## EXCERTO FORNECIDO

Em Portugal, neste pequeno país periférico,
diminuído pela indigência e obscurecido pela opacidade, ensaia-se um sistema
político-partidário moldado pelo Partido Socialista, onde só duas décadas após
o restabelecimento da democracia se começa a discutir o tráfico de influências,
a transparência e, enfim, o cidadão. Discussão envolvida em tanta hipocrisia e
por métodos tão falaciosos que poderemos considerar que o nosso país, neste
capítulo, se encontra num espaço cultural de transição entre o fascismo e um estado de juízes, que não vislumbra um
regime de verdadeiro controlo e legitimação democrática das instituições. O triunfo da política e dos seus
principais protagonistas, exactamente pelo modo como foi construído o regime
após o 25 de Abril, começa a revelar perigosos sintomas de erosão da
credibilidade das instituições, evidenciados pela crescente descrença popular.
A democracia portuguesa, no actual contexto ocidental, embora irreversível na
sua aparência formal, resvala perigosamente para um corpo de funcionários sem legitimação democrática directa ou
indirecta, como é, entre nós, o corpo de magistrados, que é dominado por certas correntes que professam uma
concepção militante, radical e fundamentalista da magistratura, a qual,
geralmente aliada ao protagonismo político de alguns, tem subjacente uma
cultura de intervenção, quando não de contrapoder e confronto com os órgãos de
soberania político-representativos. À semelhança do que acontece em Itália,
berço do pensamento e acção fascistas que assolariam a Europa nos anos 30,
também hoje é legítimo perguntar se o governo
dos juízes que tem vindo a devastar aquele país, não estará a ser
aproveitado para fins políticos também em Portugal, onde o protagonismo de
alguns juízes, recentemente convertidos à democracia, tem feito impunemente os
seus progressos perante uma cada vez mais amedrontada classe política. Não me tendo ocorrido escrever um livro antes,
daria oportunidade, em 1990, a um semanário
lisboeta que prometia desvendar mistérios através de um respeitável jornalismo de
investigação, de se ocupar da difícil e ingrata tarefa de investigar o estado da Nação em matéria de compadrio e tráfico de
influências. Lamentavelmente, o resultado não passaria de uma pusilâmine
caça às bruxas e da reprodução de reles fugas
de indisfarçável apologia fascista, bem inseri das numa estratégia, que, a
vencer, conduzirá, inevitavelmente, ao estado
dos juízes.

Dados de ancoragem baseados em imagens:
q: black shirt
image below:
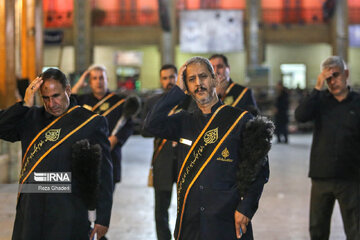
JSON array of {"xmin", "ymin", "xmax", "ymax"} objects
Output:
[{"xmin": 295, "ymin": 89, "xmax": 360, "ymax": 181}]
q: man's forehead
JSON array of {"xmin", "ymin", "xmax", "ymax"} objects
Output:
[
  {"xmin": 160, "ymin": 68, "xmax": 176, "ymax": 77},
  {"xmin": 210, "ymin": 57, "xmax": 225, "ymax": 65},
  {"xmin": 186, "ymin": 63, "xmax": 210, "ymax": 75},
  {"xmin": 90, "ymin": 69, "xmax": 106, "ymax": 76}
]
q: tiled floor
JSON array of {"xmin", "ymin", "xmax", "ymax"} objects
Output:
[{"xmin": 0, "ymin": 135, "xmax": 345, "ymax": 240}]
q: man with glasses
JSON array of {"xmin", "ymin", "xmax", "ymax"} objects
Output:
[{"xmin": 295, "ymin": 56, "xmax": 360, "ymax": 240}]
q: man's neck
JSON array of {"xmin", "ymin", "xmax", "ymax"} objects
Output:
[
  {"xmin": 218, "ymin": 79, "xmax": 230, "ymax": 97},
  {"xmin": 93, "ymin": 92, "xmax": 106, "ymax": 100},
  {"xmin": 333, "ymin": 88, "xmax": 349, "ymax": 102},
  {"xmin": 197, "ymin": 95, "xmax": 219, "ymax": 114}
]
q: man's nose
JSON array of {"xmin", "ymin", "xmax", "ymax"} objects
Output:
[
  {"xmin": 195, "ymin": 77, "xmax": 201, "ymax": 86},
  {"xmin": 49, "ymin": 98, "xmax": 55, "ymax": 107}
]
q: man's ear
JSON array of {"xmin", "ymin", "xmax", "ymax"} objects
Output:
[{"xmin": 65, "ymin": 85, "xmax": 71, "ymax": 97}]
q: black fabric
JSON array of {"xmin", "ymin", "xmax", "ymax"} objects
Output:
[
  {"xmin": 224, "ymin": 79, "xmax": 257, "ymax": 110},
  {"xmin": 155, "ymin": 189, "xmax": 172, "ymax": 240},
  {"xmin": 310, "ymin": 179, "xmax": 360, "ymax": 240},
  {"xmin": 0, "ymin": 100, "xmax": 113, "ymax": 240},
  {"xmin": 275, "ymin": 89, "xmax": 289, "ymax": 143},
  {"xmin": 145, "ymin": 86, "xmax": 269, "ymax": 240},
  {"xmin": 73, "ymin": 91, "xmax": 133, "ymax": 183},
  {"xmin": 295, "ymin": 89, "xmax": 360, "ymax": 181}
]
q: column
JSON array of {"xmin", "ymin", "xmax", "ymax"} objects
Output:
[
  {"xmin": 0, "ymin": 0, "xmax": 17, "ymax": 108},
  {"xmin": 332, "ymin": 0, "xmax": 349, "ymax": 62},
  {"xmin": 73, "ymin": 1, "xmax": 93, "ymax": 73},
  {"xmin": 159, "ymin": 0, "xmax": 177, "ymax": 65},
  {"xmin": 246, "ymin": 0, "xmax": 263, "ymax": 68}
]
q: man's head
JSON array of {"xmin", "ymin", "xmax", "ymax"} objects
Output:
[
  {"xmin": 183, "ymin": 57, "xmax": 217, "ymax": 105},
  {"xmin": 209, "ymin": 54, "xmax": 230, "ymax": 90},
  {"xmin": 321, "ymin": 56, "xmax": 349, "ymax": 97},
  {"xmin": 88, "ymin": 65, "xmax": 108, "ymax": 96},
  {"xmin": 40, "ymin": 68, "xmax": 71, "ymax": 117},
  {"xmin": 160, "ymin": 64, "xmax": 177, "ymax": 91}
]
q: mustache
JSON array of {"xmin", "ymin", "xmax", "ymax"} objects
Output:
[
  {"xmin": 166, "ymin": 83, "xmax": 175, "ymax": 90},
  {"xmin": 195, "ymin": 86, "xmax": 207, "ymax": 93}
]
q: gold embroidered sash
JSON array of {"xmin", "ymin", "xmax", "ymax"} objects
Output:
[
  {"xmin": 19, "ymin": 106, "xmax": 98, "ymax": 184},
  {"xmin": 175, "ymin": 105, "xmax": 247, "ymax": 240}
]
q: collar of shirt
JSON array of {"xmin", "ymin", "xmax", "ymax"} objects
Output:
[
  {"xmin": 325, "ymin": 86, "xmax": 355, "ymax": 102},
  {"xmin": 43, "ymin": 96, "xmax": 77, "ymax": 120},
  {"xmin": 194, "ymin": 99, "xmax": 224, "ymax": 117}
]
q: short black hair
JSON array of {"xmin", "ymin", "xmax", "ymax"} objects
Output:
[
  {"xmin": 39, "ymin": 68, "xmax": 70, "ymax": 89},
  {"xmin": 209, "ymin": 54, "xmax": 230, "ymax": 67},
  {"xmin": 159, "ymin": 64, "xmax": 177, "ymax": 74}
]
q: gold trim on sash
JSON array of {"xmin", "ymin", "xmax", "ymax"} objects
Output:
[
  {"xmin": 176, "ymin": 108, "xmax": 247, "ymax": 240},
  {"xmin": 91, "ymin": 93, "xmax": 115, "ymax": 111},
  {"xmin": 21, "ymin": 114, "xmax": 98, "ymax": 184},
  {"xmin": 221, "ymin": 83, "xmax": 235, "ymax": 101},
  {"xmin": 231, "ymin": 88, "xmax": 248, "ymax": 107},
  {"xmin": 101, "ymin": 99, "xmax": 125, "ymax": 117},
  {"xmin": 22, "ymin": 105, "xmax": 80, "ymax": 163},
  {"xmin": 177, "ymin": 105, "xmax": 226, "ymax": 183}
]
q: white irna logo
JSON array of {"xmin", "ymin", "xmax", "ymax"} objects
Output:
[{"xmin": 34, "ymin": 172, "xmax": 70, "ymax": 182}]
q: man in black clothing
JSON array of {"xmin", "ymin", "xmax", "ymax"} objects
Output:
[
  {"xmin": 145, "ymin": 57, "xmax": 271, "ymax": 240},
  {"xmin": 142, "ymin": 64, "xmax": 181, "ymax": 240},
  {"xmin": 295, "ymin": 56, "xmax": 360, "ymax": 240},
  {"xmin": 71, "ymin": 65, "xmax": 133, "ymax": 187},
  {"xmin": 275, "ymin": 82, "xmax": 289, "ymax": 143},
  {"xmin": 209, "ymin": 54, "xmax": 257, "ymax": 110},
  {"xmin": 0, "ymin": 68, "xmax": 113, "ymax": 240}
]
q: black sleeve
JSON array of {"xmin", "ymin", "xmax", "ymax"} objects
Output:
[
  {"xmin": 0, "ymin": 102, "xmax": 30, "ymax": 142},
  {"xmin": 237, "ymin": 161, "xmax": 270, "ymax": 219},
  {"xmin": 141, "ymin": 96, "xmax": 160, "ymax": 137},
  {"xmin": 244, "ymin": 88, "xmax": 257, "ymax": 108},
  {"xmin": 115, "ymin": 119, "xmax": 134, "ymax": 147},
  {"xmin": 295, "ymin": 89, "xmax": 321, "ymax": 122},
  {"xmin": 92, "ymin": 116, "xmax": 113, "ymax": 226},
  {"xmin": 237, "ymin": 116, "xmax": 274, "ymax": 219},
  {"xmin": 144, "ymin": 86, "xmax": 186, "ymax": 141}
]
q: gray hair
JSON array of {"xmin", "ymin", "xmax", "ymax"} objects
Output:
[
  {"xmin": 184, "ymin": 56, "xmax": 215, "ymax": 79},
  {"xmin": 320, "ymin": 56, "xmax": 347, "ymax": 72},
  {"xmin": 88, "ymin": 64, "xmax": 106, "ymax": 73}
]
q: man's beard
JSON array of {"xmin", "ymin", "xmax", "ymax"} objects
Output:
[
  {"xmin": 191, "ymin": 86, "xmax": 213, "ymax": 105},
  {"xmin": 165, "ymin": 83, "xmax": 175, "ymax": 91}
]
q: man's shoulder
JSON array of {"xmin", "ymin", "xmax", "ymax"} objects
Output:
[
  {"xmin": 145, "ymin": 93, "xmax": 164, "ymax": 106},
  {"xmin": 218, "ymin": 105, "xmax": 253, "ymax": 119},
  {"xmin": 233, "ymin": 82, "xmax": 246, "ymax": 89}
]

## INSTRUÇÕES DE TRABALHO
Reproduza, do excerto fornecido, todo o trecho que vai de "Em Portugal, neste" até "crescente descrença popular.".

## RESPOSTA AO EXERCÍCIO
Em Portugal, neste pequeno país periférico,
diminuído pela indigência e obscurecido pela opacidade, ensaia-se um sistema
político-partidário moldado pelo Partido Socialista, onde só duas décadas após
o restabelecimento da democracia se começa a discutir o tráfico de influências,
a transparência e, enfim, o cidadão. Discussão envolvida em tanta hipocrisia e
por métodos tão falaciosos que poderemos considerar que o nosso país, neste
capítulo, se encontra num espaço cultural de transição entre o fascismo e um estado de juízes, que não vislumbra um
regime de verdadeiro controlo e legitimação democrática das instituições. O triunfo da política e dos seus
principais protagonistas, exactamente pelo modo como foi construído o regime
após o 25 de Abril, começa a revelar perigosos sintomas de erosão da
credibilidade das instituições, evidenciados pela crescente descrença popular.